• _Excerpt_:
Rookie goaltender Norm LaPointe also figures into the rambunctious theme of the Cincinnati Kids. He's the one who has been doing the stealing, more accurately, the down right robbing. His goals against average is one of the best in the league, and Slater attributes the teams success in wins over Winnipeg and Quebec to the outstanding job that Norm LaPointe has done for him in the early going of those games.
“No question about it,” explained the coach. “If Normie hadn't come up big in the early going against Winnipeg up there, we'd have been out of it by the time we started going.”
LaPointe turned aside 35 Jets shots in that game (13 in the first period) and Cincinnati went on to win 4-2.
In Quebec on Oct. 17th, Cincinnati scored three unanswered goals in the last two periods to win 5-2 over the Nordiques.
“Norm stopped two breakaways in the middle period when we were tied with them, and that was the turning point,” said Slater.
LaPointe also stopped 11 more shots in that period, and a total of 25 in the game.
Then, in mid December, the rookie netminder who finished his junior career with Three Rivers of the QMJHL, put together back to back shutouts on Coliseum ice to match a league record. He stopped Phoenix 8-0 on December 12th and then three days later he whitewashed Minnesota 5-0.
Team Captain Rick Dudley is one of the youngest captains in Major League hockey, but it is an honor that he has earned hardly.

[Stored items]
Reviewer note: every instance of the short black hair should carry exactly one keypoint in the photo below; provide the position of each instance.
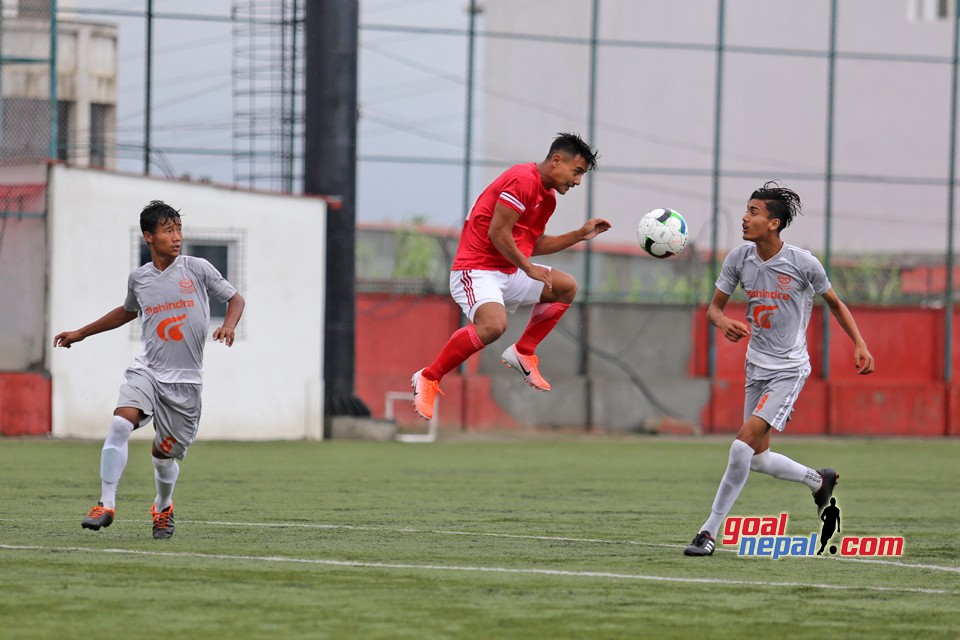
(573, 145)
(781, 202)
(157, 212)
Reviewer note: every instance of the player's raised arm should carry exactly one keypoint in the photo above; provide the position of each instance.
(862, 359)
(111, 320)
(226, 332)
(552, 244)
(733, 330)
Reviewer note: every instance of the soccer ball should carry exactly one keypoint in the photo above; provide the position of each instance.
(662, 233)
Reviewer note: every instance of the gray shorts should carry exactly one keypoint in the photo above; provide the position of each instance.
(174, 408)
(771, 394)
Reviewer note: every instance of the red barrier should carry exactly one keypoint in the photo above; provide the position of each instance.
(24, 404)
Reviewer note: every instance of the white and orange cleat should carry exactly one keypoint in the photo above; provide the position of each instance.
(527, 366)
(424, 394)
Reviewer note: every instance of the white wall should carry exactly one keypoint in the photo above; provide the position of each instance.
(269, 384)
(655, 109)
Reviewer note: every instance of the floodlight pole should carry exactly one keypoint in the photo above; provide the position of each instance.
(584, 369)
(330, 168)
(148, 92)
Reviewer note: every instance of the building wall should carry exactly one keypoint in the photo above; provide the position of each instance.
(269, 384)
(656, 111)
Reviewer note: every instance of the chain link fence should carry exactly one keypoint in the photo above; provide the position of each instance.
(214, 92)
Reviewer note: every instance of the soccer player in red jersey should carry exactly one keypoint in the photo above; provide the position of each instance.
(492, 272)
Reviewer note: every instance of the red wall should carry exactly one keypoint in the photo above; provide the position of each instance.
(24, 404)
(398, 334)
(905, 396)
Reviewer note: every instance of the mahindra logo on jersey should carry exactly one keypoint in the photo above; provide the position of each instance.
(774, 295)
(168, 306)
(762, 314)
(171, 328)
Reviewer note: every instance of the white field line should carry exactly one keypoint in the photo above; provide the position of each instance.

• _Tasks to complete_:
1. From the hockey excerpt, write out the passage that begins with the words containing "In Quebec on" and ends with "in the game.".
2. Continue the article about the Cincinnati hockey team, picking up after its final sentence.

• _Answers below_:
1.
In Quebec on Oct. 17th, Cincinnati scored three unanswered goals in the last two periods to win 5-2 over the Nordiques.
“Norm stopped two breakaways in the middle period when we were tied with them, and that was the turning point,” said Slater.
LaPointe also stopped 11 more shots in that period, and a total of 25 in the game.

2.
At twenty-seven, Dudley has gone from being a ‘goon’ on a minor league team to an inspirational leader with the '74-'75 Stanley Cup Finalists, the Buffalo Sabres. After that year he signed with the Stinger and let all team-mates in scoring last year, with 43 goals and 38 assists for 81 points.
He's been around, and his experience is rubbing off on the younger kids.
“If you want to learn by example,” smiled Stinger 21 year old left winger Claude Larose, “then you watch Duds. His desire and determination is unbelievable.”
Twenty-five year old center Richie Leduc echoed Larose's feelings not long ago.
“Last year when I was with Cleveland, I held an awful lot of admiration for Dudley,” he says.
“Rick reinforced my thinking about what a big factor determination can play in this game.”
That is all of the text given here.